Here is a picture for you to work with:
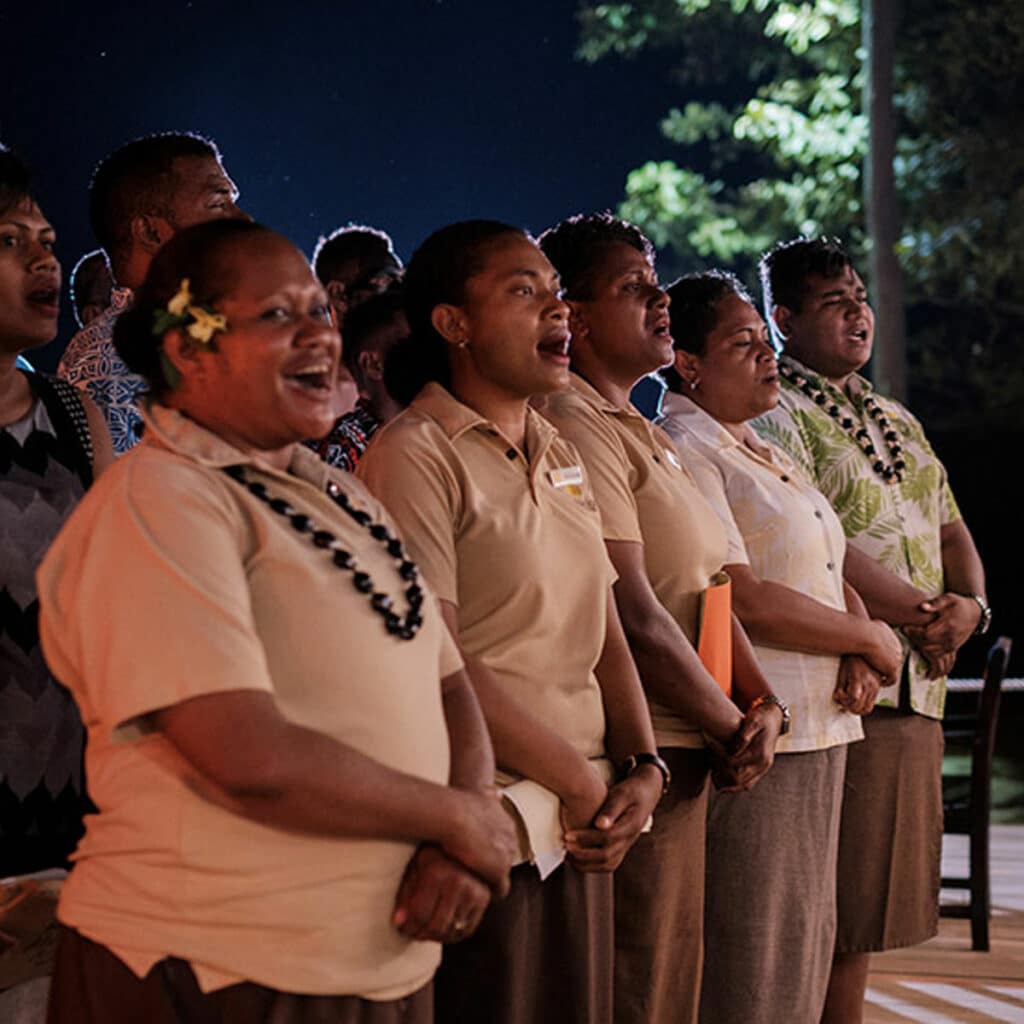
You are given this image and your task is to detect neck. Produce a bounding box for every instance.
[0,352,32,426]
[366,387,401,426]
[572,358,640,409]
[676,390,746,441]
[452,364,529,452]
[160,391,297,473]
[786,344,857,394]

════════════════════

• **GIVEN TASK**
Quote the entry above word for word, leaving out the picture.

• **SOLUTION TO THIS PROBLEM**
Here is a picture for you to work with:
You are given this image and your task is to detect neck. Produce a bounding box for every instance.
[0,352,32,426]
[366,387,401,426]
[572,358,640,409]
[676,390,746,441]
[452,364,529,452]
[160,391,297,473]
[786,344,857,394]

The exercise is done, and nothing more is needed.